Problem statement - A verbatim copy of the listing is needed; pictures are to be left out.

Material for this exercise -
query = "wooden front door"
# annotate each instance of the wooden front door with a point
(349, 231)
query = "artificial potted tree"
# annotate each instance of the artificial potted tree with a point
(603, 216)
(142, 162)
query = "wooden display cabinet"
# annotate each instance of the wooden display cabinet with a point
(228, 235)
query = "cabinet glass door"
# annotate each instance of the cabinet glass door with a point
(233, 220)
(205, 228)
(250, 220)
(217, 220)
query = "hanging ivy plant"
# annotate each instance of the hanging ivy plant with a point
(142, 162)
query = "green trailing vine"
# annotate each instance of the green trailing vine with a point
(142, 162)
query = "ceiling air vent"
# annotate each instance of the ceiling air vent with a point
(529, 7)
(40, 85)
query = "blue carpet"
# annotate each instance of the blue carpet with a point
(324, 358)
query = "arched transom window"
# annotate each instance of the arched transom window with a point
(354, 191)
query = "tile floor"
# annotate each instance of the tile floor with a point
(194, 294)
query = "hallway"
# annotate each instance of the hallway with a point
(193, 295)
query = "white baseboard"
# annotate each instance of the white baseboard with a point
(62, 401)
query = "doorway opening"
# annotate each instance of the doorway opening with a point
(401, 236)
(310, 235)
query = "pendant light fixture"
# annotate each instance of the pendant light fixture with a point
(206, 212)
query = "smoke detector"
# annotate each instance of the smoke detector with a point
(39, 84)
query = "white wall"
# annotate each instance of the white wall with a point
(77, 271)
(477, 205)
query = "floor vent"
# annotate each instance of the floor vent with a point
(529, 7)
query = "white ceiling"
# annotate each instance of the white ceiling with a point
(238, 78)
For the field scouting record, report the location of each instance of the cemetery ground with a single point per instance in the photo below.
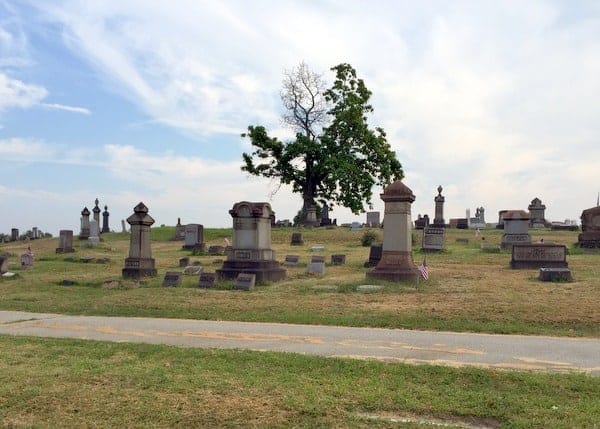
(49, 382)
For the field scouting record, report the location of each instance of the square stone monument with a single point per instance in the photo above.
(516, 228)
(251, 248)
(65, 241)
(194, 237)
(396, 262)
(140, 262)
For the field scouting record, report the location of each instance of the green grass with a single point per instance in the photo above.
(72, 383)
(468, 289)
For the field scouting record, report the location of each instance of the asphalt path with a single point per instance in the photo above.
(518, 352)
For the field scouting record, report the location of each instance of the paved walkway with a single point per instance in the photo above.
(440, 348)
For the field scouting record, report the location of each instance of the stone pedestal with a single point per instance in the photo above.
(105, 214)
(396, 259)
(85, 224)
(140, 262)
(65, 241)
(516, 228)
(590, 229)
(438, 220)
(251, 248)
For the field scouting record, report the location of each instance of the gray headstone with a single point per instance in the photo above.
(172, 278)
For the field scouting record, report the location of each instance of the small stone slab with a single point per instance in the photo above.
(316, 268)
(369, 288)
(555, 275)
(172, 279)
(244, 281)
(192, 270)
(291, 260)
(207, 280)
(338, 259)
(317, 258)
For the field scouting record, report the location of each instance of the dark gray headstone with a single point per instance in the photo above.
(172, 278)
(244, 281)
(207, 280)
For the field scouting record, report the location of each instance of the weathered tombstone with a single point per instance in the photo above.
(291, 260)
(516, 228)
(373, 219)
(338, 259)
(374, 255)
(245, 281)
(140, 262)
(315, 268)
(538, 255)
(3, 264)
(65, 241)
(537, 214)
(172, 278)
(105, 215)
(251, 248)
(216, 250)
(207, 280)
(500, 224)
(194, 237)
(85, 224)
(590, 229)
(179, 231)
(438, 220)
(325, 221)
(27, 259)
(296, 239)
(433, 239)
(94, 237)
(191, 270)
(555, 275)
(396, 259)
(96, 211)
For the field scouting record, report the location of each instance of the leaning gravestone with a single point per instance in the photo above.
(244, 281)
(65, 241)
(396, 259)
(85, 224)
(516, 228)
(590, 229)
(172, 278)
(433, 239)
(539, 255)
(251, 248)
(207, 280)
(140, 262)
(194, 237)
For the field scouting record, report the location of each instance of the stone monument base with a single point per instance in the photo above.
(139, 267)
(265, 271)
(395, 266)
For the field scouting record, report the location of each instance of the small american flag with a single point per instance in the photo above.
(424, 270)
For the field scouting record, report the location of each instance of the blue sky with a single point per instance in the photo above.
(136, 100)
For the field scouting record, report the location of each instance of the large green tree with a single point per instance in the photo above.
(335, 158)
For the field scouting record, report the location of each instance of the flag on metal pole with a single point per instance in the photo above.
(423, 269)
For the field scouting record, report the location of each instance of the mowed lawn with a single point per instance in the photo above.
(468, 289)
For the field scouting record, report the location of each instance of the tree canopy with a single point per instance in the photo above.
(336, 157)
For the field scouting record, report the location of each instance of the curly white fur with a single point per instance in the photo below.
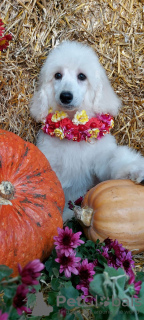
(79, 165)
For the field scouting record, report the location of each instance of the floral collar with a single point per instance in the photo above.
(79, 128)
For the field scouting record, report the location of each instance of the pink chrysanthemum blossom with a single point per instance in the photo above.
(66, 241)
(63, 312)
(136, 286)
(31, 272)
(86, 272)
(3, 316)
(68, 264)
(19, 301)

Answer to this task -
query = "wooden front door"
# annotate each instance of the wooden front door with a point
(349, 231)
query = "artificial potted tree"
# annotate each instance of the artificial potted tree with a point
(603, 216)
(142, 162)
query = "wooden display cabinet"
# annotate each instance of the wooden display cabinet with a point
(228, 235)
query = "cabinet glass door"
# annotate each instance of the cabinet glass door with a point
(233, 220)
(205, 228)
(250, 220)
(217, 220)
query = "hanging ivy plant"
# annotate each instance of the hanging ivy plant with a point
(142, 162)
query = "green trailing vine"
# annotate each instance of the green trailing vine with a point
(142, 162)
query = "ceiling air vent"
# annotate each instance of the ceiling air vent with a point
(529, 7)
(40, 85)
query = "blue carpet"
# annotate each instance of the blue carpet with a point
(324, 358)
query = "arched transom window"
# annotate each instance of the arched transom window with a point
(354, 191)
query = "tile floor"
# annotate each instance of the tile floor with a point
(194, 294)
query = "hallway"
# annotate each instance of the hallway with a point
(193, 295)
query = "white baseboard"
# annotate each instance of the white baseboard with a point
(62, 401)
query = "doorway opening"
# annotate each instance of the doorway opening with a point
(401, 236)
(310, 235)
query = "pendant light fixture"
# annotate each instance of the pendant light fixture with a point
(206, 212)
query = "smoke detector"
# annotate each instance of the smoke detector with a point
(39, 84)
query = "white wall"
# annotate each instance of the white wall with a point
(77, 271)
(477, 205)
query = "floor vent"
# annotate each instance of the floor vent with a point
(529, 7)
query = "white ceiling"
# annotate each instance of the white ceiling with a point
(238, 78)
For the field scouting record, report the location of each instance of the cemetery ground with a single point per instance in the photo below.
(49, 382)
For the field scouting record, report the location of each instance of the square stone monument with a single point per instance in the photo above.
(516, 228)
(251, 248)
(65, 241)
(194, 237)
(396, 262)
(140, 262)
For the field scouting record, report the location of each instance of the green grass with a single point per instance in the photo above.
(72, 383)
(468, 289)
For the field scouting record, report the location of each instance of the asphalt path with a single point per instance in the photo above.
(518, 352)
For the field scouting record, report the location of each instance of the paved walkway with a single point per instance in the photo above.
(440, 348)
For the field scouting record, report the location of each instance of the stone pedestal with a single point per instance in the photo above.
(105, 214)
(396, 259)
(85, 224)
(140, 262)
(65, 241)
(516, 228)
(590, 229)
(438, 220)
(251, 248)
For the field scouting record, report the location of each instance of the gray headstone with a single point per instance in the photo above.
(172, 278)
For the field scouting record, report the location of each instance of the small stone slab with a single point per instance in the photo above.
(316, 268)
(369, 288)
(555, 275)
(172, 279)
(244, 281)
(192, 270)
(291, 260)
(207, 280)
(338, 259)
(317, 258)
For the field scouting record, report the location of each instance of the dark gray headstone with a single point per instance in the photo above.
(172, 278)
(244, 281)
(207, 280)
For the field scouting record, report the location of each instance of the weathered tombstone with a single point per instance in the photo above.
(291, 260)
(516, 228)
(373, 219)
(338, 259)
(374, 255)
(245, 281)
(140, 262)
(315, 268)
(538, 255)
(3, 264)
(65, 241)
(537, 214)
(172, 278)
(105, 215)
(251, 248)
(216, 250)
(207, 280)
(500, 224)
(194, 237)
(85, 224)
(590, 229)
(179, 231)
(438, 220)
(325, 221)
(27, 259)
(296, 239)
(433, 239)
(94, 237)
(191, 270)
(555, 275)
(396, 259)
(96, 211)
For the field scouting record, report the location of each instance of the leaning gravestone with a single point per instance in the photo above.
(244, 281)
(65, 241)
(396, 259)
(85, 224)
(516, 228)
(590, 229)
(172, 278)
(433, 239)
(539, 255)
(251, 248)
(207, 280)
(140, 262)
(194, 237)
For the field scouting record, report the location of each instance of the stone monument base with a single point per instance in the photo above.
(139, 267)
(265, 271)
(395, 266)
For the field scouting record, report the location of each instance of the small american flag with a single point per instance in the photo above.
(424, 270)
For the field scouting record, report the location of each instance of the blue sky with a single point per instance in the photo above.
(136, 100)
For the field scouting record, report the location of each instance of the large green tree with a single point per instance in the photo above.
(335, 158)
For the field scouting record, report the location of each instance of the flag on metal pole with a single point per instance in the photo above.
(423, 269)
For the field scouting record, report the location of each instance of the mowed lawn with a single point per instance in the photo above.
(468, 289)
For the field scouting record, report the location of each instance of the tree canopy with a single point per instance in the photo above.
(336, 157)
For the field scouting record, report the location of each instance of the curly white fur with a single point per instance in the photo below.
(79, 165)
For the field scouting record, report the location of each instance of the floral collar with a single point per instance in the photo above.
(79, 128)
For the field scouting record, report the location of each instance of the pink chrysanthemum blossom with a single point per instance in the photo above.
(66, 241)
(63, 312)
(136, 286)
(31, 272)
(86, 272)
(3, 316)
(68, 264)
(19, 301)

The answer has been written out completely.